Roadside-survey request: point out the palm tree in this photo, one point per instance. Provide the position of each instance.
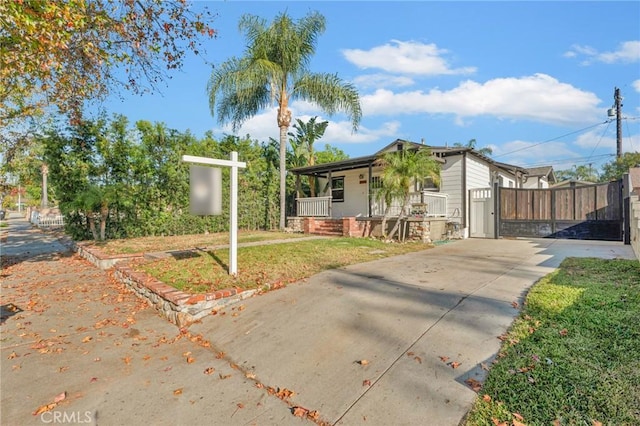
(302, 143)
(487, 150)
(274, 70)
(400, 169)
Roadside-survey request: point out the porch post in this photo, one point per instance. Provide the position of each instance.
(330, 194)
(369, 188)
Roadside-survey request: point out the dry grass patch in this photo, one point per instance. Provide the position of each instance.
(278, 264)
(185, 242)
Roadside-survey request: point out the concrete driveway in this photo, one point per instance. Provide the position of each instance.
(359, 345)
(403, 316)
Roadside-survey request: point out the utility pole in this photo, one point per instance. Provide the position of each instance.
(618, 105)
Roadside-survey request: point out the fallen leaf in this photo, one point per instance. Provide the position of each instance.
(44, 409)
(299, 411)
(284, 393)
(474, 384)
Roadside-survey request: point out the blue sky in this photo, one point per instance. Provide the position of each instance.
(532, 80)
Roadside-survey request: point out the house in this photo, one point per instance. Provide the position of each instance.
(347, 194)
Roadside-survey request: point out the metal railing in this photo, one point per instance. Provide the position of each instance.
(313, 207)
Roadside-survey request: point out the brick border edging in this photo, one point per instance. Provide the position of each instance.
(176, 306)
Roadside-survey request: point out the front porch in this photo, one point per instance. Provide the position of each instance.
(423, 204)
(424, 229)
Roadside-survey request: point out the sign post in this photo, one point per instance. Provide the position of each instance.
(233, 225)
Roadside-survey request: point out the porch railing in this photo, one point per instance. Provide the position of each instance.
(428, 204)
(314, 207)
(46, 220)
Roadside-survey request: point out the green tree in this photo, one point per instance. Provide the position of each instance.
(614, 169)
(400, 170)
(64, 52)
(275, 69)
(302, 142)
(487, 151)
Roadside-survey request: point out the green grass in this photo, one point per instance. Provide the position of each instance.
(573, 355)
(275, 265)
(185, 242)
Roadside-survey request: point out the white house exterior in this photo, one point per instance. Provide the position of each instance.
(539, 178)
(347, 188)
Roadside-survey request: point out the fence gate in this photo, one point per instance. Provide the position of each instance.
(481, 215)
(592, 212)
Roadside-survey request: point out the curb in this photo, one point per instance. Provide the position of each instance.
(176, 306)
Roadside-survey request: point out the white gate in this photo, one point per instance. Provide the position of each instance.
(481, 220)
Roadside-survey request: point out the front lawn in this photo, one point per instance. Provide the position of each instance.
(573, 355)
(185, 242)
(204, 271)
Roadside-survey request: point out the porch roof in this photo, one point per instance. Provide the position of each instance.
(322, 169)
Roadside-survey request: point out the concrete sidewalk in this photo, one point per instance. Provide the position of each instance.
(78, 331)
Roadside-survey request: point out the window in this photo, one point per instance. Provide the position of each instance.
(426, 185)
(337, 188)
(376, 182)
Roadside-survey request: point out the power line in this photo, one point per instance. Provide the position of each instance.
(563, 160)
(553, 139)
(601, 137)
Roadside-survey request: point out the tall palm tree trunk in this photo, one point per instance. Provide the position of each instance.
(283, 176)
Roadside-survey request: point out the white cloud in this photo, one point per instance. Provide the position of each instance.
(405, 57)
(538, 97)
(627, 52)
(263, 126)
(382, 80)
(529, 154)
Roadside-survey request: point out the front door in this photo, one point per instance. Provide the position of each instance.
(481, 213)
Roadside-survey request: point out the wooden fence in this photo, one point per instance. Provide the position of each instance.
(585, 212)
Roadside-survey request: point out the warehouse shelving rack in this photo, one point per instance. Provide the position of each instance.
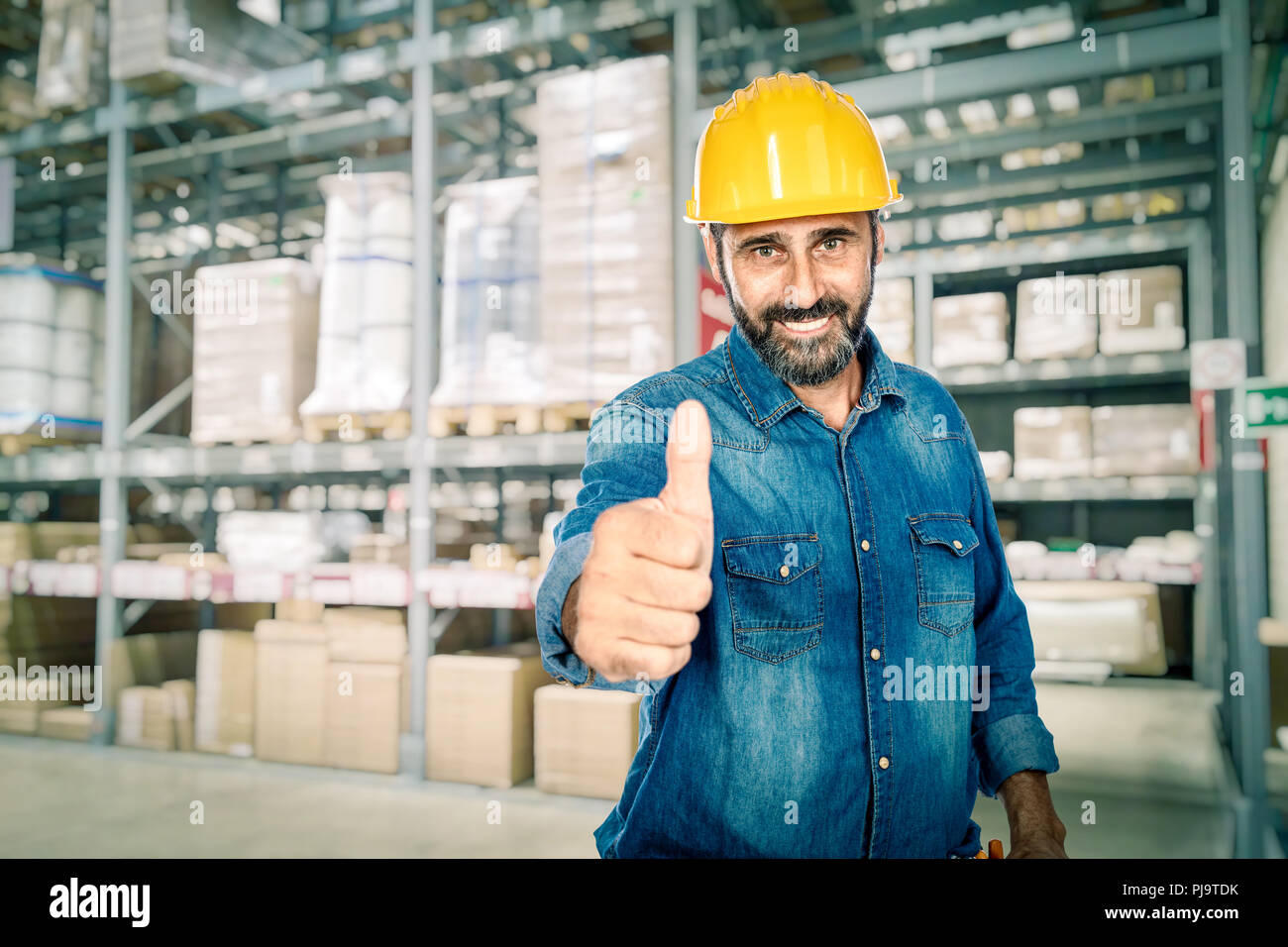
(1218, 241)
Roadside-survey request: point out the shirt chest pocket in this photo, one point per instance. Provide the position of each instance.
(776, 594)
(941, 547)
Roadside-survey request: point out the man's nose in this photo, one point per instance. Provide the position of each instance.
(805, 287)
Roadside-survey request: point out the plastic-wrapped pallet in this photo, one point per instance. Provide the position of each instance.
(52, 324)
(606, 204)
(364, 354)
(490, 331)
(254, 348)
(1144, 440)
(1140, 311)
(969, 329)
(71, 71)
(1052, 442)
(1055, 317)
(892, 317)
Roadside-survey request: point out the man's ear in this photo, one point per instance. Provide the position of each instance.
(708, 244)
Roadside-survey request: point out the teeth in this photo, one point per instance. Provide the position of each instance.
(806, 326)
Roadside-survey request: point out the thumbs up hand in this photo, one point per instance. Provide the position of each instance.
(634, 611)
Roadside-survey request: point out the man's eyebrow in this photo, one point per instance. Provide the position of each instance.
(780, 239)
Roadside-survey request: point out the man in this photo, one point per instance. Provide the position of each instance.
(787, 545)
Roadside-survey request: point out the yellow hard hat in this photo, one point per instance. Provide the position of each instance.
(787, 146)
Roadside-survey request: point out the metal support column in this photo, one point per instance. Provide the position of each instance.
(1245, 530)
(112, 512)
(684, 102)
(420, 527)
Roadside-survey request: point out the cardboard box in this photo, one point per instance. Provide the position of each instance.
(1140, 311)
(183, 697)
(67, 723)
(364, 705)
(290, 692)
(1055, 317)
(584, 740)
(1052, 442)
(1144, 440)
(478, 715)
(145, 718)
(224, 711)
(1095, 620)
(970, 329)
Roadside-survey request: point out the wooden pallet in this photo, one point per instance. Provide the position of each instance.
(390, 425)
(484, 420)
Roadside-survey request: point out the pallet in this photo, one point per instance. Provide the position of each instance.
(389, 425)
(484, 420)
(244, 438)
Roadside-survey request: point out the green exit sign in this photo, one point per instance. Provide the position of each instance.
(1265, 405)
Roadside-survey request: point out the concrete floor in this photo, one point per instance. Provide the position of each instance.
(1146, 758)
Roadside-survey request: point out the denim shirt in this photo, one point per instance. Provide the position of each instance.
(864, 664)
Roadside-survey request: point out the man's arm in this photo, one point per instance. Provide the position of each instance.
(1016, 750)
(1035, 830)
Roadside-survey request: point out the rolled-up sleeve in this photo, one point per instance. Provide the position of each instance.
(1006, 732)
(625, 460)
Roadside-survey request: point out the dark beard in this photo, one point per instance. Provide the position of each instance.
(806, 363)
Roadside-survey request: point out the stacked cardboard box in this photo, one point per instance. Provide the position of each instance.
(1144, 440)
(254, 348)
(1052, 442)
(366, 652)
(1055, 317)
(892, 317)
(606, 195)
(290, 692)
(585, 740)
(478, 715)
(970, 329)
(224, 712)
(1140, 311)
(145, 718)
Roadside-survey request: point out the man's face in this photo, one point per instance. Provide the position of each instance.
(800, 289)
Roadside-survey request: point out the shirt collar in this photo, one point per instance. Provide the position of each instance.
(768, 398)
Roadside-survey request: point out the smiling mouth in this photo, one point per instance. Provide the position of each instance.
(806, 328)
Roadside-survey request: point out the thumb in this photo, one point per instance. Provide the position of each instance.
(688, 463)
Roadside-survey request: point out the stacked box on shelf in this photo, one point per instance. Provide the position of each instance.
(490, 337)
(1052, 442)
(606, 195)
(1144, 440)
(1140, 311)
(892, 317)
(51, 363)
(71, 69)
(364, 347)
(1116, 622)
(478, 715)
(254, 346)
(969, 329)
(584, 740)
(290, 690)
(1055, 317)
(153, 46)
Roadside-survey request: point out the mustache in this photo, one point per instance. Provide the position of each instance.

========

** REQUIREMENTS **
Reproduce every line above verbatim, leaving out the pictures.

** ANSWER IN FULL **
Roadside-survey request: point out the palm tree in this photo, one point per instance. Provide the position of each instance.
(302, 143)
(487, 150)
(274, 70)
(400, 169)
Roadside-survey request: point out the porch post in this photo, one point per instance. Provide the position of each instance.
(330, 194)
(369, 188)
Roadside-survey request: point out the dry grass patch in this photo, one point per instance. Provide the position of each instance.
(278, 264)
(185, 242)
Roadside-survey request: point out the concrete driveway in this photo, one point per instance. Provide the position of each instance.
(359, 345)
(403, 316)
Roadside-survey request: point out the utility pole in this photo, one point per instance. Provide the position of each instance.
(618, 105)
Roadside-survey request: point out the fallen leaf in this photo, one point per instance. Provide the position of each instance.
(44, 409)
(299, 411)
(284, 393)
(474, 384)
Roadside-survey request: point out the blue sky in this photo, one point per instance. Provide the position of each instance.
(532, 80)
Roadside-survey request: point out the house in this photo, one point per instance. Provide the position of each instance.
(347, 194)
Roadside-survey request: point out the metal railing in this photo, one point per instance. Provide the position of each instance.
(313, 207)
Roadside-survey request: point out the brick border edging in this photo, one point per instance. Provide the position of each instance.
(176, 306)
Roadside-survey request: point out the front porch in this photo, one point per instance. Provide the position of each instance.
(423, 204)
(424, 229)
Roadside-survey request: point out the sign post in this photo, one point per instance. Provide the position of each instance.
(233, 225)
Roadside-survey request: point out the porch railing in this photo, one point per instance. Provide the position of each instance.
(428, 204)
(314, 207)
(46, 220)
Roadside-survey request: point out the green tree in this photo, one point per instance. Provide the position of each instance.
(614, 169)
(400, 170)
(64, 52)
(275, 69)
(302, 142)
(487, 151)
Roadside-survey request: point out the green grass in this photo, one point per instance. Provide the position of each instance.
(573, 355)
(275, 265)
(185, 242)
Roadside-survey request: point out the white house exterior in this photo, one point per instance. Provide the position of each instance.
(539, 178)
(347, 188)
Roadside-survey request: point out the fence gate in this photo, one point per instance. Provide the position of each instance.
(481, 215)
(592, 212)
Roadside-survey request: point out the curb in this photo, one point per instance. Provide the position of each instance.
(176, 306)
Roadside-survey request: point out the white gate in this photo, one point per instance. Provide the position of each instance.
(481, 220)
Roadside-survey request: point out the front lawn in this photo, one point per instance. Provide the position of each instance.
(573, 355)
(185, 242)
(204, 271)
Roadside-survey request: point out the porch roof in this photo, one point per instance. Provide the position of each instance.
(322, 169)
Roadside-survey request: point out the concrete sidewalk in this photo, one point per instance. Provide the position of each instance.
(78, 331)
Roadside-survey request: point out the window in this photo, one point per instance. Provide the position of each instance.
(426, 185)
(337, 188)
(376, 182)
Roadside-survey request: point out the power line in this photo, one point per instance. Provide the position of each instance.
(563, 160)
(553, 139)
(601, 137)
Roadside-survey request: point out the tall palm tree trunk in this photo, one point per instance. Provide the position of each instance.
(283, 176)
Roadside-survey request: point out the white cloud in this photo, one point per instance. Provide the position of each instance.
(405, 57)
(538, 97)
(627, 52)
(263, 126)
(382, 80)
(529, 154)
Roadside-survey request: point out the front door in this photo, one point per instance. Provide the position of each instance.
(481, 213)
Roadside-survey request: point out the wooden fence in this photo, one point per instance. Provide the position of each instance.
(585, 212)
Roadside-survey request: point out the warehouse shelving rack in this photo, one point per instance. Provide the position of each instance.
(1218, 241)
Roadside-survey request: point out the shirt chest pocket in this photo, one point per instance. Provide the position of each instance.
(776, 594)
(941, 547)
Roadside-survey request: point out the man's nose in this photo, one point per instance. Provide the position of each instance.
(805, 287)
Roadside-survey request: point out the plastic-wrapped pallet in this photo, one point per instance. Provide the position of each instance.
(52, 324)
(606, 204)
(364, 354)
(490, 331)
(254, 348)
(1144, 440)
(1140, 311)
(969, 329)
(71, 71)
(1052, 442)
(1055, 317)
(892, 317)
Roadside-survey request: point out the man's ear in this photo, one point per instance. Provide the position of each instance.
(708, 244)
Roadside-survey request: point out the teeth in this photo, one point per instance. Provide the position of each instance.
(806, 326)
Roadside-survey request: point out the thumbs up hand in this photo, one point per instance. Provide the position of each instance.
(634, 611)
Roadside-survey request: point out the man's eyebrow in this photo, one point per instance. Provide the position of each instance.
(780, 239)
Roadside-survey request: point out the man in this photo, one point per instance. Provide the position of each instance.
(787, 545)
Roadside-survey request: point out the yellow hard hat in this photo, one point per instance. Provide the position of each instance.
(787, 146)
Roadside-survey request: point out the metal support column in this photo, one point per instance. Provide the position of each instance.
(1245, 530)
(112, 512)
(684, 102)
(420, 527)
Roadside-survey request: point out the cardboard box in this photo, one point per instance. Provide the position of each instance.
(1140, 311)
(183, 697)
(67, 723)
(364, 705)
(290, 692)
(1055, 317)
(584, 740)
(1052, 442)
(1144, 440)
(478, 715)
(145, 718)
(224, 711)
(1095, 620)
(970, 329)
Roadside-survey request: point out the wooden pallet in this photo, one point per instance. Provide the position of each instance.
(390, 425)
(484, 420)
Roadside-survey request: point out the pallet in this photo, one point per instance. Provide the position of each instance.
(389, 425)
(484, 420)
(244, 438)
Roadside-survey request: point out the green exit sign in this photo, one point per instance. Provide the position of each instance.
(1265, 405)
Roadside-survey request: point out the concrete floor in this photo, one point per instance. Provide the position of each instance.
(1146, 758)
Roadside-survey request: point out the denim shirt in this photo, one point per instance. Provide the position of each instance.
(864, 664)
Roadside-survey request: point out the man's arm in this photo, one point per instance. Provide the position of each instance.
(1016, 750)
(1035, 830)
Roadside-survey request: point out the rolled-up sleeve in this photo, one point per instance. Provide the position of each instance.
(1006, 732)
(625, 460)
Roadside-survey request: point out the dark beard in this photo, one point per instance. Provide the position of each instance.
(806, 363)
Roadside-survey request: point out the stacked cardboard box in this photo, one point per instance. Provide the position of each instance.
(1144, 440)
(254, 348)
(1052, 442)
(366, 652)
(1055, 317)
(892, 317)
(606, 195)
(290, 692)
(585, 740)
(478, 715)
(970, 329)
(224, 712)
(1140, 311)
(145, 718)
Roadside-survey request: point out the man's face in this photo, one point per instance. Provide the position of each instance.
(800, 289)
Roadside-survey request: point out the shirt collar in this photo, one point per instance. Provide the position of each instance.
(768, 398)
Roadside-survey request: point out the smiling mouth in this photo, one point per instance. Provide the position of each instance.
(806, 328)
Roadside-survey request: point out the thumb in this photo, one point per instance. Provide the position of each instance.
(688, 463)
Roadside-survey request: point out the stacked box on shelf in this photo, one point per instance. Provide the position of each instance.
(490, 337)
(1052, 442)
(606, 195)
(1144, 440)
(1140, 311)
(892, 317)
(51, 363)
(71, 69)
(364, 347)
(1116, 622)
(478, 715)
(254, 346)
(969, 329)
(584, 740)
(290, 690)
(1055, 317)
(153, 46)
Roadside-survey request: point out the mustache in this photo, one point per instance. Provide the position of each instance.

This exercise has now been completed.